Aim of the exercise:
Each line starting at the one that contains "Emit one marker per instance in this form: [(62, 49)]." and ending at the one that contains "Emit one marker per instance in this form: [(268, 8)]." must be returned exactly, and the rest of the listing is left out.

Data for this task:
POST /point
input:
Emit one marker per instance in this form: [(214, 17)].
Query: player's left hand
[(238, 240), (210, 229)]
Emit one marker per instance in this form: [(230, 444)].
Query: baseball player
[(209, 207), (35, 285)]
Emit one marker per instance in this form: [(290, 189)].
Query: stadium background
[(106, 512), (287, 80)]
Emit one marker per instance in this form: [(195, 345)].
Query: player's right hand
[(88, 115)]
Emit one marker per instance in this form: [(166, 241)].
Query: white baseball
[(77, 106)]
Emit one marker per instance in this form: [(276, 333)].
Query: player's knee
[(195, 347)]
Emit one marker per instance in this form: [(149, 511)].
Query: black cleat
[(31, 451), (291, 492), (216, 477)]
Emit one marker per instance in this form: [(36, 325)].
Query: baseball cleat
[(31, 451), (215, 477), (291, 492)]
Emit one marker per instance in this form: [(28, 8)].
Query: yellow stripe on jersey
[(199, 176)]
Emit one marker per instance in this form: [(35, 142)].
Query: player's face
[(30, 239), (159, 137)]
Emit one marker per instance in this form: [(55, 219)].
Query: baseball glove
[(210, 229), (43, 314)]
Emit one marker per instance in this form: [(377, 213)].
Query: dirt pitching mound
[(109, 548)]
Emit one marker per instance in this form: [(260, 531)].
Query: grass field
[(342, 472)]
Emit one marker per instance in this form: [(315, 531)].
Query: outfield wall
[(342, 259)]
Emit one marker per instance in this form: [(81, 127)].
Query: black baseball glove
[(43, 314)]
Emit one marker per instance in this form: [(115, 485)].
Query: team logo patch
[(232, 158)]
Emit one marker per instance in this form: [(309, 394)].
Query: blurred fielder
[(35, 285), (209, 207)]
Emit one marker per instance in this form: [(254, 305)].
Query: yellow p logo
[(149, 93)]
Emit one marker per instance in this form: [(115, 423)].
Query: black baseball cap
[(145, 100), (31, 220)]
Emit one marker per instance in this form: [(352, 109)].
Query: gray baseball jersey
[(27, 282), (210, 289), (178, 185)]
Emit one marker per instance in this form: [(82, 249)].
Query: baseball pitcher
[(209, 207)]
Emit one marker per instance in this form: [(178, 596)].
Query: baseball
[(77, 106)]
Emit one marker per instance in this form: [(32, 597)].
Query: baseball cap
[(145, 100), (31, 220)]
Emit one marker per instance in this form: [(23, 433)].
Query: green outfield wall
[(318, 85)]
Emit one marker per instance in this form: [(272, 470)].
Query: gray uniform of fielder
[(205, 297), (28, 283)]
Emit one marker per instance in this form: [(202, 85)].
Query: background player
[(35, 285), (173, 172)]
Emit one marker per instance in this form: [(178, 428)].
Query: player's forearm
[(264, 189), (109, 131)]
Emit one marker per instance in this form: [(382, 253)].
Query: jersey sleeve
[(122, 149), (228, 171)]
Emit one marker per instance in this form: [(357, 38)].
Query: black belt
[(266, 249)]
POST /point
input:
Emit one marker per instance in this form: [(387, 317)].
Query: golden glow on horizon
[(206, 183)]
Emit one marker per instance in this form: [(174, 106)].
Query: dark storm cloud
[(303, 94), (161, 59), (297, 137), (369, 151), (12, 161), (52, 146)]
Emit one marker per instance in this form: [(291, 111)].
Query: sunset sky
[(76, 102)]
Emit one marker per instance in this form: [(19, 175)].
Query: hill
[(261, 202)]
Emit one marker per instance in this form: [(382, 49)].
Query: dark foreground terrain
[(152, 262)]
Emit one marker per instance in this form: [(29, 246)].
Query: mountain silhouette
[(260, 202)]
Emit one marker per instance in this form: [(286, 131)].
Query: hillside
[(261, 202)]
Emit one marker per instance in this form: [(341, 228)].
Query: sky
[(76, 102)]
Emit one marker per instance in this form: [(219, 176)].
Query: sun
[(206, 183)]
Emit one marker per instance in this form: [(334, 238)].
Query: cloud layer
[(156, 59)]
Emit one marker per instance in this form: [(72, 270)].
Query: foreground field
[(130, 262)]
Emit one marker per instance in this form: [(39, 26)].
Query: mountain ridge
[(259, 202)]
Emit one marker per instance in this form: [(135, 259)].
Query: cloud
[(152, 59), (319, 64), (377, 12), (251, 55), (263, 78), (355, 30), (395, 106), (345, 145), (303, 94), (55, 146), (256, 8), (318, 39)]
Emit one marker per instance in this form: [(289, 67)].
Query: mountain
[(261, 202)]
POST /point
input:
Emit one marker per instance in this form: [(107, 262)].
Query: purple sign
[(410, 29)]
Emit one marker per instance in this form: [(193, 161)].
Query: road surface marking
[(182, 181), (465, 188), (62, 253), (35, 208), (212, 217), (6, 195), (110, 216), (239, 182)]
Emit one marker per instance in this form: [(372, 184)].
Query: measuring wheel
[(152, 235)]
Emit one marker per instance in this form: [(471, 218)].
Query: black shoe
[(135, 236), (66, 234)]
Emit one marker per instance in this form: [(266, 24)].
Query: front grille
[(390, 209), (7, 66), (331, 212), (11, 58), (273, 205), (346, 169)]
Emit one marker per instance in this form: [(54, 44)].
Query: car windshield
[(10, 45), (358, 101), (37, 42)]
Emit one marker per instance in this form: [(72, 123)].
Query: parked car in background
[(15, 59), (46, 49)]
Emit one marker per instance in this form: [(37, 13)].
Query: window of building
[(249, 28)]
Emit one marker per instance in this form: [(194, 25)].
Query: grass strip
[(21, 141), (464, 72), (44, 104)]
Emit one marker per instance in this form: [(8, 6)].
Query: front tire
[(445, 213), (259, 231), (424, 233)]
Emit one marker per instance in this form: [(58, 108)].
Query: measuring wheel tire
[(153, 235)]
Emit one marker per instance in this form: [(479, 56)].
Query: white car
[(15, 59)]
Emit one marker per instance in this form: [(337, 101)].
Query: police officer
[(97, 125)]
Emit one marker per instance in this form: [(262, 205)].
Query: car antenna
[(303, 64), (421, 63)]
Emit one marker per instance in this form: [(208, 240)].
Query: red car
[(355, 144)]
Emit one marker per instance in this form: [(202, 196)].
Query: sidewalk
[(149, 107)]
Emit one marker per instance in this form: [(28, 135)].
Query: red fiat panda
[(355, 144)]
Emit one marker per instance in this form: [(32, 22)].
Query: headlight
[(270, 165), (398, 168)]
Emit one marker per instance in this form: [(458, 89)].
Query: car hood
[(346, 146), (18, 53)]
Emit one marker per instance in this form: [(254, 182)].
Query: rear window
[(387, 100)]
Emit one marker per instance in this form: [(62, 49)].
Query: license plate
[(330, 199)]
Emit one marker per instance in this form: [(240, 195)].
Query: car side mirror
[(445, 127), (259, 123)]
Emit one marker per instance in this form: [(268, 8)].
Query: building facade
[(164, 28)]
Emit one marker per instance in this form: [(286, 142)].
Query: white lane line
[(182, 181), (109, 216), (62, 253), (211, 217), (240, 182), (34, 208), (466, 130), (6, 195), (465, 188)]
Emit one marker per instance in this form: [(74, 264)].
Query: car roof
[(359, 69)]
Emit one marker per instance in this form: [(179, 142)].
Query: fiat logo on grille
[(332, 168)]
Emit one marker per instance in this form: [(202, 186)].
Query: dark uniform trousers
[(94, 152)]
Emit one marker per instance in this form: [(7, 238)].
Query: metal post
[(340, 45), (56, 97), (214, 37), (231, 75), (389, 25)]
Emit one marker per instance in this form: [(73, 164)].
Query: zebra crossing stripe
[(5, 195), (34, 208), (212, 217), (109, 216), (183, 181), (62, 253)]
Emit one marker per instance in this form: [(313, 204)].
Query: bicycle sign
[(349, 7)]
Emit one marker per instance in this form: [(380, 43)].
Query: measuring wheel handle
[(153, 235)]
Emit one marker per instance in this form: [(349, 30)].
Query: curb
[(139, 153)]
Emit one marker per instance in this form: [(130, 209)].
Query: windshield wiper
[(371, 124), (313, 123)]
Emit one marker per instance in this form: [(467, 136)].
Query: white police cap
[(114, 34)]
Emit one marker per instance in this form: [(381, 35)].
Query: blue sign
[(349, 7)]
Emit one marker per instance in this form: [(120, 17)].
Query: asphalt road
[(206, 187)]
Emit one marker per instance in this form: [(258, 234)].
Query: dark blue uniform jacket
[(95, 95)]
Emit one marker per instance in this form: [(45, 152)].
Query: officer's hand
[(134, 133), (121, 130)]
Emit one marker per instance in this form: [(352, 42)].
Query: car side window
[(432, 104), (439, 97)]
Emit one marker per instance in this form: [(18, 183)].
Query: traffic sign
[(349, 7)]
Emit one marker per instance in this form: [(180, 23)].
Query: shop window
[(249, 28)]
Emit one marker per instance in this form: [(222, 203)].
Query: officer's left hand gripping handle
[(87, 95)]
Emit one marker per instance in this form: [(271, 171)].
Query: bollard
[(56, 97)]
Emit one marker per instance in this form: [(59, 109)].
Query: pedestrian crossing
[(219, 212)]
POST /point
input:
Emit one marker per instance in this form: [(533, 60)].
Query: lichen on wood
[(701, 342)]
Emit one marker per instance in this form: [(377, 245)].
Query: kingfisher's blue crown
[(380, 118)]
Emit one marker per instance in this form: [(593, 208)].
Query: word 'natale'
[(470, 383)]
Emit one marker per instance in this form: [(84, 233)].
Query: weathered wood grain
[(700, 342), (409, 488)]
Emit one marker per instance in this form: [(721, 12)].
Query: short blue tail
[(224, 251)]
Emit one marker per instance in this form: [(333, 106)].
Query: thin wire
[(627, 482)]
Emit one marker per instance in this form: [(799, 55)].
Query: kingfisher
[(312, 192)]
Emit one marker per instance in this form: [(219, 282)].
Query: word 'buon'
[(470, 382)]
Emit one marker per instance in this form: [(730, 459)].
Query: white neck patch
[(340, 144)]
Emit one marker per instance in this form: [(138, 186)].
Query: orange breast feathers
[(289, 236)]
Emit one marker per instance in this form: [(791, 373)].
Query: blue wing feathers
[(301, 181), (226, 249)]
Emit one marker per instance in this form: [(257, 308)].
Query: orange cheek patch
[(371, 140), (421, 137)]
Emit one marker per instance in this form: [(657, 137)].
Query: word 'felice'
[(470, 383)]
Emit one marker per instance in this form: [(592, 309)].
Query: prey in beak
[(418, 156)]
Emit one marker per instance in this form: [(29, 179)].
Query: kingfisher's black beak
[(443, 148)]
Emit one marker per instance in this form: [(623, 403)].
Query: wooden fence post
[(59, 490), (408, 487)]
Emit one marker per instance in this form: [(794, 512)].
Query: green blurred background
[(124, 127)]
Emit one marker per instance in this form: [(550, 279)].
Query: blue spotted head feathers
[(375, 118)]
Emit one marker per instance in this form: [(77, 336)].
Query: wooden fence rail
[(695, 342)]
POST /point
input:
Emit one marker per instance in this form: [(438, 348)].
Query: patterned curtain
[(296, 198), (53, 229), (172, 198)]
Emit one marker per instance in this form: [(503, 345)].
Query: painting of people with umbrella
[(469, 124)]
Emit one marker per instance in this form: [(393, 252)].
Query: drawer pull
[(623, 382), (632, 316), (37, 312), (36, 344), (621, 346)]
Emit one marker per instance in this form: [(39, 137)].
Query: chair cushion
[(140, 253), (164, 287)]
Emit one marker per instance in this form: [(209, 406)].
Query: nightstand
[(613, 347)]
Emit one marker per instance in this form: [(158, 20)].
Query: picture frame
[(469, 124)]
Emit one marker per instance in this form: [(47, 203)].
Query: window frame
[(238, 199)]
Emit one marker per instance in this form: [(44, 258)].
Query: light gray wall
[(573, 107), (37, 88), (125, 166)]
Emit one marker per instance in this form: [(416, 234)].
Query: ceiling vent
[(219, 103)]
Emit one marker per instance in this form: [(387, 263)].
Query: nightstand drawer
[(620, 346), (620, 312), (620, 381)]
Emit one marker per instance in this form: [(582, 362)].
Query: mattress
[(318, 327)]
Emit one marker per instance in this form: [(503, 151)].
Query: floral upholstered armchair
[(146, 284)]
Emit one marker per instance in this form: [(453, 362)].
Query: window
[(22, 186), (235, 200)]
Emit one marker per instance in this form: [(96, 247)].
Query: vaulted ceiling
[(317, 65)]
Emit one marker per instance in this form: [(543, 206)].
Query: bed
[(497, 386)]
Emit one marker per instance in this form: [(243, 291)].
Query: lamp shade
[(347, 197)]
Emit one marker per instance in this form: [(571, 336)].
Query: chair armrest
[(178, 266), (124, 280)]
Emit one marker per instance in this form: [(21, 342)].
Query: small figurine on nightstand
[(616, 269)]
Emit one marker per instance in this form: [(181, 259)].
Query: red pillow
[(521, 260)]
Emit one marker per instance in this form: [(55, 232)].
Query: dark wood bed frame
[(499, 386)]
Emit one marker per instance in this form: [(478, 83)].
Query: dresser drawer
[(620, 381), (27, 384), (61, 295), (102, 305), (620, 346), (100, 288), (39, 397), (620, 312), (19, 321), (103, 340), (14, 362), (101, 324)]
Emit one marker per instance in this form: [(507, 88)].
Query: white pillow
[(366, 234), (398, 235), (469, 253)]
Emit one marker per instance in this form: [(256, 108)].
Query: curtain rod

Task solution:
Emit one marker per instance in this form: [(62, 49)].
Query: license plate
[(330, 199)]
Emit one marker per instance in this form: [(240, 195)].
Query: car side mirror
[(445, 127), (259, 123)]
Emit one marker per instance in this form: [(268, 8)].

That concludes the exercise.